> [Problema A]
Muestra cada línea de las filas que contenga la palabra "after". Distingue entre mayúsculas y minúsculas.

> [Fragmento]
================================

Hemos de recordar que «la mayoría de las sociedades esclavistas poseen un vocabulario amplio que cubre diversas condiciones de servidumbre que ya no tienen equivalente en nuestras lenguas y que reflejamos uniformemente por ‘esclavo'»4: hoy solemos considerar la «esclavitud» como una categoría homogénea de dependencia que acostumbramos a anteponer a aquella otra del «trabajo asalariado». Se ignora, por ejemplo, que había hombres libres que se esclavizavan voluntariamente con ánimo de mejorar su situación, al ponerse al servicio de personas ricas, cultas e influyentes esperando participar en alguna medida de su poder, riqueza, protección, etc. Así, muchos administradores del Imperio Romano eran esclavos del emperador o de los potentados de la época, especificándose jurídicamente relaciones de fidelidad y dependencia absolutas que, de hecho, se han seguido produciendo en el mundo de la política y de la empresa, sin respaldo jurídico formal. Por otra parte, en las sociedades precapitalistas la esclavitud no fué una relación tan generalizada y determinante como comunmente se piensa: incluso en el agro de la Roma Imperial los campesinos libres solían predominar sobre los esclavos. Sin embargo, escapa al propósito de este artículo hacer una exposición detallada de las relaciones sociales que tenían lugar en las sociedades llamadas precapitalistas.
Hay que advertir que en la Grecia clásica no había la acumulación de fortunas que después se observó en el Imperio Romano. Según Platón, las familias más ricas no llegaban a tener medio centenar de esclavos. En Atica venía a haber unos tres esclavos por cada persona libre, dedicándose por término medio dos tercios de ellos a la agricultura, las minas y canteras, las artesanías o el transporte, y el tercio restante a tareas domésticas o de compañía. Debe llamar a reflexión la paradoja de que, en la antigua Grecia, con tres esclavos por persona, los ciudadanos libres conseguían evitar las tareas serviles e incluso pretendían escapar con éxito, de acuerdo con varios pensadores de la época, del reino de la necesidad, mientras que hoy, en nuestro país, utilizamos una energía equivalente a más de treinta «esclavos mecánicos» per cápita y nos sentimos cada vez más empeñados en realizar un trabajo dependiente: es como si necesitáramos esclavizarnos cada vez más para comprar los servicios de un mayor número de esclavos o acumular las riquezas necesarias para ello.

================================

> [Datos para analizar]
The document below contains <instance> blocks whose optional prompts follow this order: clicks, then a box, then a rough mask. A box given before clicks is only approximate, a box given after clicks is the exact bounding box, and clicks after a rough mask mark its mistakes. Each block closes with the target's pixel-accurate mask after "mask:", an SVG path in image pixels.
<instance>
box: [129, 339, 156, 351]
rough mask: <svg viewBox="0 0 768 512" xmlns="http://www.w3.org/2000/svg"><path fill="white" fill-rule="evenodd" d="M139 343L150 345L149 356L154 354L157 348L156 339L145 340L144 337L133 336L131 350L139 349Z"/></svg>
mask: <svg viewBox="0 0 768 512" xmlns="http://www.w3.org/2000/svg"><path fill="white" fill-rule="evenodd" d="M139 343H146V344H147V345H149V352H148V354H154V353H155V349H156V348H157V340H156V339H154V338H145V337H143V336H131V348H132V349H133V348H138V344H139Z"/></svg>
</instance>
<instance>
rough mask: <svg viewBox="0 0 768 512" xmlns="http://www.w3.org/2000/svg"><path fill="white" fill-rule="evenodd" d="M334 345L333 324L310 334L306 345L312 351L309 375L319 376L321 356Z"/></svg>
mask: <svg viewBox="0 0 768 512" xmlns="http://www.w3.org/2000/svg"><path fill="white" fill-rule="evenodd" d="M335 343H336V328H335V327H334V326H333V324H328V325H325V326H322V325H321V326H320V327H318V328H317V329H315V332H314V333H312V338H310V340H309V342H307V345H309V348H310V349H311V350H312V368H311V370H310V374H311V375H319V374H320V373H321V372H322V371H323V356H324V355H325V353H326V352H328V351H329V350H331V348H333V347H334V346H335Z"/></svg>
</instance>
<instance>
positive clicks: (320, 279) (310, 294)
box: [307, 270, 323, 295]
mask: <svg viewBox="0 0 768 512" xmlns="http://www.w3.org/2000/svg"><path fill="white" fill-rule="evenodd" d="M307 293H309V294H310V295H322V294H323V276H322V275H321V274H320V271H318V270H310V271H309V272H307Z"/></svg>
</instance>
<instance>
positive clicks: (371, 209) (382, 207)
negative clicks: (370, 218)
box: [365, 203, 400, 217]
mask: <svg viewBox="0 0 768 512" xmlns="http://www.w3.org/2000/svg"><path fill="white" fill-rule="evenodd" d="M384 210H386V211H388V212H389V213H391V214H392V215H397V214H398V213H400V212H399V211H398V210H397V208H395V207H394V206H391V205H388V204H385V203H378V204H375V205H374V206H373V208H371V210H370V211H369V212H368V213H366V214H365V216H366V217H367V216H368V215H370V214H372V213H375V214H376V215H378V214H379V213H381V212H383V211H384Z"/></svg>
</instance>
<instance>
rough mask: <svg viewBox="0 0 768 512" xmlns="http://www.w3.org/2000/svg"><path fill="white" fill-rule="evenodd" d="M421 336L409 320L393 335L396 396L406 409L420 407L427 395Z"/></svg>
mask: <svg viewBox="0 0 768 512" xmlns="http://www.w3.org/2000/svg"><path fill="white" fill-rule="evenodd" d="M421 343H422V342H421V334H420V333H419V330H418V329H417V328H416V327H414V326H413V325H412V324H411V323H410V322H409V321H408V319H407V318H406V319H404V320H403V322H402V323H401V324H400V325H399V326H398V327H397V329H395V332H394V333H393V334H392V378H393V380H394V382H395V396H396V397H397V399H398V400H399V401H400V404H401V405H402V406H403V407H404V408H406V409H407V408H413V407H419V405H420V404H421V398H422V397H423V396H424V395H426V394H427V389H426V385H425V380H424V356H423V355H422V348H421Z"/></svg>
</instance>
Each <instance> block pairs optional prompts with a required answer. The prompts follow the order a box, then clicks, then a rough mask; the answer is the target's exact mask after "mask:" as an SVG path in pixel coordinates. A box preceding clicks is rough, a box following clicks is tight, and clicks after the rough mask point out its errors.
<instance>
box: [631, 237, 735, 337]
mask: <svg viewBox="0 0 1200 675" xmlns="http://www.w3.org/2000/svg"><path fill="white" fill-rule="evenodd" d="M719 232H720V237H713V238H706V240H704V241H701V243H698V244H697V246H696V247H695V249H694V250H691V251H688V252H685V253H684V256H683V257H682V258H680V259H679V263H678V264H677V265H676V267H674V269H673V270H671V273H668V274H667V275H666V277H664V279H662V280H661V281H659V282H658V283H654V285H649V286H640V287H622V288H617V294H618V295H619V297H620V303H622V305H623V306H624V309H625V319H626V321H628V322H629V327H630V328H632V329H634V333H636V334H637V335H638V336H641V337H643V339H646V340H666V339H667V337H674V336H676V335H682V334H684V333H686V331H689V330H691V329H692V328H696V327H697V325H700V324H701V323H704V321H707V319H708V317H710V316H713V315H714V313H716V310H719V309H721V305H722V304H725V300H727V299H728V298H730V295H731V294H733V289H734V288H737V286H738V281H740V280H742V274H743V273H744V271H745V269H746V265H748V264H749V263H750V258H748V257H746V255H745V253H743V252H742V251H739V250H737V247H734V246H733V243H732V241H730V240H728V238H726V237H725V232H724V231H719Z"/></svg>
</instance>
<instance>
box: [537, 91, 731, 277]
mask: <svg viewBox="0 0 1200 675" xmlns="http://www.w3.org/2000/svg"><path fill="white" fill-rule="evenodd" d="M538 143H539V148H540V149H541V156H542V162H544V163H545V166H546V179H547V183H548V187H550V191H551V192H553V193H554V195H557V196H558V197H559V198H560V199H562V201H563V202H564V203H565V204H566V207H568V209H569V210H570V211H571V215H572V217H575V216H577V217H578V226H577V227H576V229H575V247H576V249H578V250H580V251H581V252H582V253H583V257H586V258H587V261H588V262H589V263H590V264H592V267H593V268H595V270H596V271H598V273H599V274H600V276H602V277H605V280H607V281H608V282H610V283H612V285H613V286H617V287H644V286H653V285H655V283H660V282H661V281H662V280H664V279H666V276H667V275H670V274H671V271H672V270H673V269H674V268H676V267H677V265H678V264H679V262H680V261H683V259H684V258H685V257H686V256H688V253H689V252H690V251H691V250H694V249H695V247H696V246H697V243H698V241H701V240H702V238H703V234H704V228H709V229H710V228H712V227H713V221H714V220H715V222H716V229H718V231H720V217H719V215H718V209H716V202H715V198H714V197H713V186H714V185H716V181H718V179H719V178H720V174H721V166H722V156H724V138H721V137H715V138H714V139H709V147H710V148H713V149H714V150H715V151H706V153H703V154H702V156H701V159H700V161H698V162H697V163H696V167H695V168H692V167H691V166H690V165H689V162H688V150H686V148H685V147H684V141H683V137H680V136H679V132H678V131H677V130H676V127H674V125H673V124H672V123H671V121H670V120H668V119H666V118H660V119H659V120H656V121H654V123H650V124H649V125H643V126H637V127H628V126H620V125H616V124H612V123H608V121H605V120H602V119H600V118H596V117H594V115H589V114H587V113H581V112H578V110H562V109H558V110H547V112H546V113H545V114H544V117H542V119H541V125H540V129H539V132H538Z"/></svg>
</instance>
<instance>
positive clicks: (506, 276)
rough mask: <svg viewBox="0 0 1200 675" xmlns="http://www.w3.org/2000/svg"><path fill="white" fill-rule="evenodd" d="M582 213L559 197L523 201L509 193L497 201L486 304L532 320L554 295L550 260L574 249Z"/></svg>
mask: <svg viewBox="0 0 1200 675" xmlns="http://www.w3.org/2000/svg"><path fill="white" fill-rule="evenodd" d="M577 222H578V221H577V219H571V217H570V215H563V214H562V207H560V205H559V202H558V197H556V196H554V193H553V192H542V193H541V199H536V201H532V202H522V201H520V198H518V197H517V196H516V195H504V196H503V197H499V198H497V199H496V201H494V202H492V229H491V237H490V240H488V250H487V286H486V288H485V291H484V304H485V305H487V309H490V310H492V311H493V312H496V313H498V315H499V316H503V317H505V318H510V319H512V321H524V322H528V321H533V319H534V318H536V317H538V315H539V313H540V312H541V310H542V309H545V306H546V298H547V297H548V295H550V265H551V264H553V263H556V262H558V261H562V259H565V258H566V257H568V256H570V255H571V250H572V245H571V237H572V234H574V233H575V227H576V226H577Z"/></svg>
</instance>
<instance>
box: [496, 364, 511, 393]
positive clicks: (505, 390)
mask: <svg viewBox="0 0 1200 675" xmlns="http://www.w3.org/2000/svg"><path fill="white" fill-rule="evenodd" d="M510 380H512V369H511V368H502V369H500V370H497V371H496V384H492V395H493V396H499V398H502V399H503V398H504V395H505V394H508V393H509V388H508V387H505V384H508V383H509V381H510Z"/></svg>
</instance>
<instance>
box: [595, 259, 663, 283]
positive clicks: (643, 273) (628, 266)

================================

> [Problema B]
Traduce al inglés esta oración del fragmento sobre la esclavitud: «Según Platón, las familias más ricas no llegaban a tener medio centenar de esclavos.»

> [Solución desarrollada A]
The document below contains <instance> blocks whose optional prompts follow this order: clicks, then a box, then a rough mask. A box given before clicks is only approximate, a box given after clicks is the exact bounding box, and clicks after a rough mask mark its mistakes. Each block closes with the target's pixel-accurate mask after "mask:", an SVG path in image pixels.
Each <instance> block pairs optional prompts with a required answer. The prompts follow the order a box, then clicks, then a rough mask; the answer is the target's exact mask after "mask:" as an SVG path in pixel coordinates. A box preceding clicks is rough, a box following clicks is tight, and clicks after the rough mask point out its errors.

> [Solución desarrollada B]
According to Plato, the wealthiest families did not have as many as fifty slaves.